De génération en génération, nous gérons un héritage d’intrigues et de refus de toute transparence dans les affaires publiques. Nos fausses croyances nous conduisent à subir l’État qui découle des forces de l’habitude rendant normal l’exécrable. « Le pays est né la tête en bas » disait Edmond Paul, « né sans tête » selon Dantès Bellegarde. Rares sont les dirigeants qui ont été à la hauteur de leurs fonctions. La paralysie des esprits frise la démence et entrave tout libre arbitre. L’histoire d’Haïti, dit Jacques Roumain à Nicolas Guillén en 1937, est celle d’une « éponge gorgée de sang ». Déchirements, affrontements souvent sanglants jalonnent notre parcours national. En s’enfermant dans un mur d’indifférence, nos dirigeants, depuis Boyer en 1825, ont livré les finances nationales à la France.

Données fournies ->
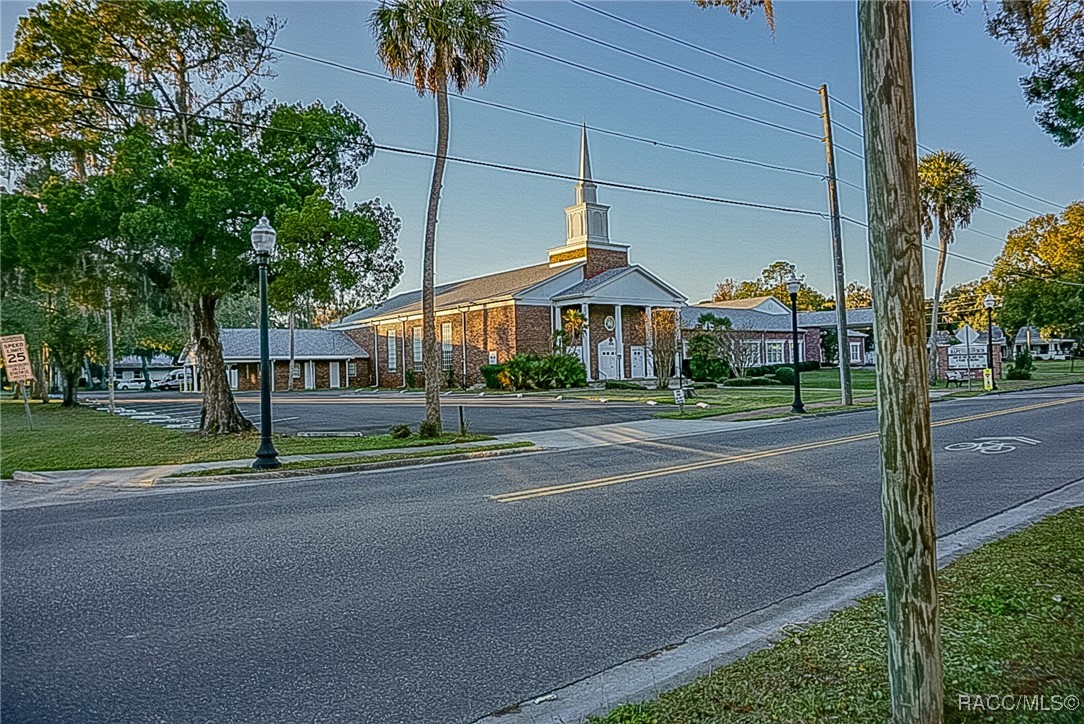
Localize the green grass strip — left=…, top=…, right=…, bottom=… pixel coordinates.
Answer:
left=589, top=507, right=1084, bottom=724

Défis ->
**A)** Recopiez le passage de l'extrait sur l'histoire d'Haïti compris entre « De génération en » et « à la France. », inclus.
**B)** Résumez plus brièvement le paragraphe de l'extrait sur l'histoire d'Haïti qui commence par « De génération en génération », en gardant ses faits principaux.
**C)** Prolongez l'extrait sur l'histoire d'Haïti au-delà de sa dernière phrase.

Corrigés des exercices ->
**A)**
De génération en génération, nous gérons un héritage d’intrigues et de refus de toute transparence dans les affaires publiques. Nos fausses croyances nous conduisent à subir l’État qui découle des forces de l’habitude rendant normal l’exécrable. « Le pays est né la tête en bas » disait Edmond Paul, « né sans tête » selon Dantès Bellegarde. Rares sont les dirigeants qui ont été à la hauteur de leurs fonctions. La paralysie des esprits frise la démence et entrave tout libre arbitre. L’histoire d’Haïti, dit Jacques Roumain à Nicolas Guillén en 1937, est celle d’une « éponge gorgée de sang ». Déchirements, affrontements souvent sanglants jalonnent notre parcours national. En s’enfermant dans un mur d’indifférence, nos dirigeants, depuis Boyer en 1825, ont livré les finances nationales à la France.

**B)** De génération en génération, nous héritons d'intrigues et d'un refus de transparence dans les affaires publiques. Nos fausses croyances et la force de l'habitude nous font subir un État qui rend l'exécrable normal. Edmond Paul disait le pays « né la tête en bas », Dantès Bellegarde « né sans tête ». Peu de dirigeants ont été à la hauteur, et la paralysie des esprits entrave tout libre arbitre. En 1937, Jacques Roumain décrivait à Nicolas Guillén l'histoire d'Haïti comme une « éponge gorgée de sang », jalonnée de déchirements et d'affrontements souvent sanglants. Depuis Boyer en 1825, nos dirigeants, enfermés dans l'indifférence, ont livré les finances nationales à la France.

**C)**
Cet instigateur de notre décadence est suivi par Salnave qui offre aux Américains le Môle St. Nicolas en 1865 en échange de leur appui en vue de la prise du pouvoir. Le relais est pris par Salomon qui reconduit son offre et anime le feu allumé par Boyer en donnant la Banque nationale aux Français tout en liquidant la bourgeoisie commerçante haïtienne en 1883-1884. Et depuis lors, aucun gouvernement ne peut éteindre le brasier. La baïonnette n’est plus l’arme secrète des généraux qui considèrent que les lettrés sapent leur autorité. Refusant de calmer le jeu devenu dangereux, ils s’en prennent à l’intelligence anticipatrice. La cassure arrive avec la défaite d’Anténor Firmin en 1902 et la fusillade des intellectuels, dont Massillon Coicou en 1908. Nos dirigeants sont partout et nulle part. Sans prise réelle sur les hommes et le cours des choses. La farce des emprunts de 1825, 1874-1875, 1896 et 1910 a mis le pays en lambeaux avec une dette dont les produits ne sont pas utilisés à bon escient.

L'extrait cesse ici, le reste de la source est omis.